- Extract provided

▽

The coax center goes to the vertical, the braid of the coax is attached to the ground side. The ground may be nothing more than a metal rod pounded into the ground plus the shield of the coax feeding the antenna, which capacitively couples to the earth it is lying on. But such grounds are very poor, like a very dark mirror, letting your RF energy be wasted in the earth as ground losses instead of transmitting it into the air. What is desired is a good ground system that will reflect the RF into the ionosphere. For ground mounted antennas radials are the only realistic way to achieve a good ground system. 

For some reason several manufacturers' marketing departments have spent a great deal of money marketing "No-Radial" verticals. Indeed, they have tried to turn "radial" into a dirty word. They propose to modify the laws of physics in suggesting that their vertical antennas need no ground. But all vertical antennas need a ground to work against, and the better the ground the better the performance. Why do they trash this time honored antenna technique that gives outstanding results and requires a hour or so of work to install in such a way that it is invisible to the eye and lawnmower? Clearly, to obtain market advantage for their products. Their antennas do have a ground - the mounting stake pounded into the ground, and the coax running on the ground to the antenna. 

Consider this: virtually every AM broadcast station on the air today uses a vertical with a well developed radial system. These are stations designed by professional engineers who use lab grade field strength test instruments. If the radio station's customers don't hear the station they are out of business. So they use radials. If a better antenna design existed they would use that instead. 

Surely, some amateurs have limited space for an antenna, and an extensive radial system is not possible. But there is almost always a way to install an effective vertical one way or another that makes provision for a decent ground. In return, the operating benefits of a good antenna installation are most rewarding.

△

- Stated task A
Update the records starting at their first line and ending at the line containing "[436,83,613,410]", swapping "highlight" for "mark" and leaving everything else as it is.
The text and the records were taken from two unrelated sources.

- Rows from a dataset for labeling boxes

▽

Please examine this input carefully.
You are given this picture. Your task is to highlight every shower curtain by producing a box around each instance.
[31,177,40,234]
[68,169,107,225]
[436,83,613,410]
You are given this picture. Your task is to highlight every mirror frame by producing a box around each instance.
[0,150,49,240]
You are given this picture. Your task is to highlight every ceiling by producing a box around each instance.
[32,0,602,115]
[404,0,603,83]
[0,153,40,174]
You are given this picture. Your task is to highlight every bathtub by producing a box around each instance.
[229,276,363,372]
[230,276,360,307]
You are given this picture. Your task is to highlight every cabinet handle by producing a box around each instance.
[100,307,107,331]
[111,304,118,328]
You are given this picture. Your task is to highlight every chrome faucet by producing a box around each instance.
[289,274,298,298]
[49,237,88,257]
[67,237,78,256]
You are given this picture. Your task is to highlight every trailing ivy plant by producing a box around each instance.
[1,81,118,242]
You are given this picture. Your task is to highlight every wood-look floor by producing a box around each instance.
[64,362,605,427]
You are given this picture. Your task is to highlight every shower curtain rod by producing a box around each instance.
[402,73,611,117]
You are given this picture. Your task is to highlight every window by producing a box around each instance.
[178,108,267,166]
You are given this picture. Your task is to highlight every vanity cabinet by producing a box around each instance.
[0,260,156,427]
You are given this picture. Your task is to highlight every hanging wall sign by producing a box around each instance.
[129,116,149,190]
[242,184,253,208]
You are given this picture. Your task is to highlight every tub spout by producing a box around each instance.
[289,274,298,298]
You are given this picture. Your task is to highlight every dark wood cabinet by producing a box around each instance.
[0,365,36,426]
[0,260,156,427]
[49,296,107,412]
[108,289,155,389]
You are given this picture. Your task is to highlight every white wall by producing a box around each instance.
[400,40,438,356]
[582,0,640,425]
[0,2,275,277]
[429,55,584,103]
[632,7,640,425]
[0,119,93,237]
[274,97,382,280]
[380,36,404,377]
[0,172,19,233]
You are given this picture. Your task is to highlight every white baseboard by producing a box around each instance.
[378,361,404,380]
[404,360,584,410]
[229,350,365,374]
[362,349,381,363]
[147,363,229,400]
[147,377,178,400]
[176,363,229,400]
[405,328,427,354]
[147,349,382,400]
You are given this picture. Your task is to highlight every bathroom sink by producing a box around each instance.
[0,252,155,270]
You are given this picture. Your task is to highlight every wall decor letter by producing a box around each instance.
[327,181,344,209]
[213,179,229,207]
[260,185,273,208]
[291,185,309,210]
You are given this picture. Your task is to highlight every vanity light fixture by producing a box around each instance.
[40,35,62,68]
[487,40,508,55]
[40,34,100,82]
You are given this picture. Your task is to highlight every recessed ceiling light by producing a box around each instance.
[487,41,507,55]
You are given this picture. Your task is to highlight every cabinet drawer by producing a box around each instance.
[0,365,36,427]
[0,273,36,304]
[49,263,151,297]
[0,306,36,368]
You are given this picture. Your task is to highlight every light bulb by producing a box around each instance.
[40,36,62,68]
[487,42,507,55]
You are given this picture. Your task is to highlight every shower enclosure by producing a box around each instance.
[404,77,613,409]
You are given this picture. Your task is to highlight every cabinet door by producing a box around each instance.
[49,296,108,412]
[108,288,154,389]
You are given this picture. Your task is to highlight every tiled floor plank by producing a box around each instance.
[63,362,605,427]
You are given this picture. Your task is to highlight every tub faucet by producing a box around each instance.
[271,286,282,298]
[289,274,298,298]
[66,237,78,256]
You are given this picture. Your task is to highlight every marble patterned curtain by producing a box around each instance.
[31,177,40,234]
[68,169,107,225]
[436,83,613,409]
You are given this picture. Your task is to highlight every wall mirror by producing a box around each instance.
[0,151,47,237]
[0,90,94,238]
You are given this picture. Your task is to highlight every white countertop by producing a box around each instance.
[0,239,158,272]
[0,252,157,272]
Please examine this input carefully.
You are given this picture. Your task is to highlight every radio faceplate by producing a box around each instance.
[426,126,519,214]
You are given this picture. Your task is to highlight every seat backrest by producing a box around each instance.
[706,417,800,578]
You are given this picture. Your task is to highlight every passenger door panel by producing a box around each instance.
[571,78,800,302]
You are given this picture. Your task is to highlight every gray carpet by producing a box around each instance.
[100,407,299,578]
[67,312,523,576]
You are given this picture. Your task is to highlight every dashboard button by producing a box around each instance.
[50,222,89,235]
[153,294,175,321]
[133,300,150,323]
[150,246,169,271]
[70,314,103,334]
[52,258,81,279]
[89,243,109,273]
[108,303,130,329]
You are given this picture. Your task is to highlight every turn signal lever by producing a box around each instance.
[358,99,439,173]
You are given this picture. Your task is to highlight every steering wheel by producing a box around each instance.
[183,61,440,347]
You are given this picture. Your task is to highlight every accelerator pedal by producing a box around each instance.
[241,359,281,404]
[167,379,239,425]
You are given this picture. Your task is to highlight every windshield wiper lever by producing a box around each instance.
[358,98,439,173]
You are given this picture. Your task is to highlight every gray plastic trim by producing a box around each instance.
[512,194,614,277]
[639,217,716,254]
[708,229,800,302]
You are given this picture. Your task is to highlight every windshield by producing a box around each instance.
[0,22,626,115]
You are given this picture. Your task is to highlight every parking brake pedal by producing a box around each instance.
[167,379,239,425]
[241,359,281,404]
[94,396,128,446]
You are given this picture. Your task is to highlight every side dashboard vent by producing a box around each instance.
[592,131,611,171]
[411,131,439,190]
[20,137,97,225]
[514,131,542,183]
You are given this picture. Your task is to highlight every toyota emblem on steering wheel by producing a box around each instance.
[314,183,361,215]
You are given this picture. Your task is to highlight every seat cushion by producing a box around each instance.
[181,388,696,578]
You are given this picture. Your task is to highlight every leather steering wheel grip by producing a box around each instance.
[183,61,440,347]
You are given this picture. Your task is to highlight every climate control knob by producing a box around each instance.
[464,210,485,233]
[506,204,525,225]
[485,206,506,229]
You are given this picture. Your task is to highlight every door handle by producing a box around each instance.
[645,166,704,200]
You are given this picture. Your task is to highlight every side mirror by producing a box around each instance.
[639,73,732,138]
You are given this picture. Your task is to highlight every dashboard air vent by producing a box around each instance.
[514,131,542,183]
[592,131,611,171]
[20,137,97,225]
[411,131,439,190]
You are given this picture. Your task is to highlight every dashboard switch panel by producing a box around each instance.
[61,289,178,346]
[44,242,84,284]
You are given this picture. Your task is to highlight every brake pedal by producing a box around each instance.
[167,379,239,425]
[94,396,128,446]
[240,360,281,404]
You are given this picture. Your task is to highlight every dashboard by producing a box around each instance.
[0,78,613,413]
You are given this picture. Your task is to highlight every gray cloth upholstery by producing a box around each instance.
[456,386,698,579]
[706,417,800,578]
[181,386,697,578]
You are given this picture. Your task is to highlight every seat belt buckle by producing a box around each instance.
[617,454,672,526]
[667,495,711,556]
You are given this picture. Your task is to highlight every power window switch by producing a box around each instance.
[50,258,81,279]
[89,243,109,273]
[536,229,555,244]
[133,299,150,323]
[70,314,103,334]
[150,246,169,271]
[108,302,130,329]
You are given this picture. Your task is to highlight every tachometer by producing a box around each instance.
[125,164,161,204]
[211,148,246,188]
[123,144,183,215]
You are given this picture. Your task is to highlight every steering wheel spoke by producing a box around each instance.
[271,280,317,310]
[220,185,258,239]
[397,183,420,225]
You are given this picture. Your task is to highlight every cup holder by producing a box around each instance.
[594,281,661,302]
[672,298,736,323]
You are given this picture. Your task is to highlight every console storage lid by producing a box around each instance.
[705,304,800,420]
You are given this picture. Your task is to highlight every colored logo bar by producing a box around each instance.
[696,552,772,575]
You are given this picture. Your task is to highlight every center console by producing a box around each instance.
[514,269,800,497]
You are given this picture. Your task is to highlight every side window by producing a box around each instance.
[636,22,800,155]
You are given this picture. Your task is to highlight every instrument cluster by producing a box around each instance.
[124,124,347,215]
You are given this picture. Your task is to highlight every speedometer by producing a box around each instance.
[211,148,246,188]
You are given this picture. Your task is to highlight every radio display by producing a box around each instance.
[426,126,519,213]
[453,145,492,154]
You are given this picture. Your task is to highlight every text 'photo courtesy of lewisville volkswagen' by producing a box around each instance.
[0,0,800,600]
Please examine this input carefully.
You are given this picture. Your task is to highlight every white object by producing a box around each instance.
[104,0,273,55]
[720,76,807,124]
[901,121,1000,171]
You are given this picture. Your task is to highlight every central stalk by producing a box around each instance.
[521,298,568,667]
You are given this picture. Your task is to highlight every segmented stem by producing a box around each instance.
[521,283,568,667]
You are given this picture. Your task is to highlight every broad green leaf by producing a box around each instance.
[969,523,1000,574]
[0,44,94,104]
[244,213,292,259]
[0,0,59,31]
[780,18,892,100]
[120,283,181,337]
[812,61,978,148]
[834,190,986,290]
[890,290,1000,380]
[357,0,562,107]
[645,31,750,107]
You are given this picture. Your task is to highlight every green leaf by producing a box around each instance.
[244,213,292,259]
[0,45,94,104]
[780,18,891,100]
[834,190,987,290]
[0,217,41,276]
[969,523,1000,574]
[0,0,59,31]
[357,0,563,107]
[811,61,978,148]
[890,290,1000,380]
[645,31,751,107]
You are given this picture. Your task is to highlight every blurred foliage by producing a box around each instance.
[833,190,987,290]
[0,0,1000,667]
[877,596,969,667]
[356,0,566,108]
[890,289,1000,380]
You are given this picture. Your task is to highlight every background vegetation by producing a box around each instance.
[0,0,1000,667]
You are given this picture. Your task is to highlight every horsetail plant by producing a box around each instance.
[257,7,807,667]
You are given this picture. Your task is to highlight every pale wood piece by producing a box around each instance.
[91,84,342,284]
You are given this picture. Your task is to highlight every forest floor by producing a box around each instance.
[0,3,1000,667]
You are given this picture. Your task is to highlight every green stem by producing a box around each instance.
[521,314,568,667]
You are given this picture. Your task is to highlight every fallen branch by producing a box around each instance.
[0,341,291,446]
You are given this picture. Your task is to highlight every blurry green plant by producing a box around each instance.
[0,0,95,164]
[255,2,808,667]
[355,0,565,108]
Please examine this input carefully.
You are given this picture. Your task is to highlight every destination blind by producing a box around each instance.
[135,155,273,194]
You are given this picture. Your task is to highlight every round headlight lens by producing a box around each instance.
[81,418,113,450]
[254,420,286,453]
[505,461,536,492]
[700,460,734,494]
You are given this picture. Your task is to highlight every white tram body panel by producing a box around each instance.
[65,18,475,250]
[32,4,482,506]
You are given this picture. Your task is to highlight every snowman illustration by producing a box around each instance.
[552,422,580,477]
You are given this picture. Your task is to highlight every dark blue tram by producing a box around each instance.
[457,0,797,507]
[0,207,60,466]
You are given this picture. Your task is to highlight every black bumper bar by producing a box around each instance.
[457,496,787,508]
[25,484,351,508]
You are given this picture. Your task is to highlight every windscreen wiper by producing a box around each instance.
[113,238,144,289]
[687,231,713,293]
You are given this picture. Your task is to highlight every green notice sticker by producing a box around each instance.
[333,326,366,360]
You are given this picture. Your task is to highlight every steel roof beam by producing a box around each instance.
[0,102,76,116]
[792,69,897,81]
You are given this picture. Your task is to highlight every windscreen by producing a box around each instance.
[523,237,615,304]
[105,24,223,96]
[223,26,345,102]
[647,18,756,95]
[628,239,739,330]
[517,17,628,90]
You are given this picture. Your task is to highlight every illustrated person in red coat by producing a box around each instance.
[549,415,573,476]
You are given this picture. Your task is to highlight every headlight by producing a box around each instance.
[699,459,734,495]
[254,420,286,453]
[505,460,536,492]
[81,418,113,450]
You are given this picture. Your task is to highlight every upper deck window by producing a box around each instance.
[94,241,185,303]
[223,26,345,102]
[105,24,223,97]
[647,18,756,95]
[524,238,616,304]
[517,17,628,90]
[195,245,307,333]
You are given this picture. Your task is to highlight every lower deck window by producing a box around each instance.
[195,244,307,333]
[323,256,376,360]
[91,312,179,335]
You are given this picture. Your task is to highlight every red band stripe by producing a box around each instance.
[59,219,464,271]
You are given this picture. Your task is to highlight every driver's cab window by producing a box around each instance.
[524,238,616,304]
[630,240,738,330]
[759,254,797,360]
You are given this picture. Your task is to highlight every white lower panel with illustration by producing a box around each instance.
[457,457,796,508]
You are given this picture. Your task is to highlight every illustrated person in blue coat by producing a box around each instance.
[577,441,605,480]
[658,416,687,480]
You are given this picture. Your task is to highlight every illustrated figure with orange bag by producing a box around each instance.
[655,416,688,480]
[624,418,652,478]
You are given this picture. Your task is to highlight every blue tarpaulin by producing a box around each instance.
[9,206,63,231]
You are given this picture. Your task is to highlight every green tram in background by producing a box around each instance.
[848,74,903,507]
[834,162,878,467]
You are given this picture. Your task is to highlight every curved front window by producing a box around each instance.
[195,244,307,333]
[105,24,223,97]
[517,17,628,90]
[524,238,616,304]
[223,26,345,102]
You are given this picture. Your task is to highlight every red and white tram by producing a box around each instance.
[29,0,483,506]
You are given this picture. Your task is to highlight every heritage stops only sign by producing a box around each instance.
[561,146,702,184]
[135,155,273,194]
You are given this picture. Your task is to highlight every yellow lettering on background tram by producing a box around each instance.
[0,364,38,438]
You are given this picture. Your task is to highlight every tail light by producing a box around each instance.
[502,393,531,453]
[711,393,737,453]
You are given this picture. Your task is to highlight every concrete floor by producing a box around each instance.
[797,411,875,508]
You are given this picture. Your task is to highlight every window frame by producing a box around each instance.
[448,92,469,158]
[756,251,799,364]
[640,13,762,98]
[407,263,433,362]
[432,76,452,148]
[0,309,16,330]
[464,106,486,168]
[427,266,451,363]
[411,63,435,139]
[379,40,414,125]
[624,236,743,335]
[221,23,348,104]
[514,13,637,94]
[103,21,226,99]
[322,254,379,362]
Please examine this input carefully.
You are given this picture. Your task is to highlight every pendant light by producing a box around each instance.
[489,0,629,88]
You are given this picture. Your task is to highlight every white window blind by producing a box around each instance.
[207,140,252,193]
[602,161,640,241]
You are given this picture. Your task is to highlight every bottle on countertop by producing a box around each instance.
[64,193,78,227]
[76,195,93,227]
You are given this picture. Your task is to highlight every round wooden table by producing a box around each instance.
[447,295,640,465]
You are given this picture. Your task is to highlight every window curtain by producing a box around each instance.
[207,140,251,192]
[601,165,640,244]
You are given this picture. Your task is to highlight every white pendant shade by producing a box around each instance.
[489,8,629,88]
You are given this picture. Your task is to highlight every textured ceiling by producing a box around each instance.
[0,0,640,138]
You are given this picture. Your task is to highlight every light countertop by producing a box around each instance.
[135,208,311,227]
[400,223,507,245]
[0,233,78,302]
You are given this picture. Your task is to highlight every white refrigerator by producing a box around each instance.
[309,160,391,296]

△

- Stated task B
Answer these from the text on vertical antennas:
(i) For ground mounted antennas, what is the only realistic way to get a good ground system?
(ii) How much work does the text say installing radials requires?
(iii) What do virtually every AM broadcast station on the air today use?

- Right answer A
Please examine this input carefully.
You are given this picture. Your task is to mark every shower curtain by producing a box around each instance.
[31,177,40,234]
[68,169,107,225]
[436,83,613,410]

- Right answer B
(i) Radials.
(ii) An hour or so of work.
(iii) A vertical with a well developed radial system.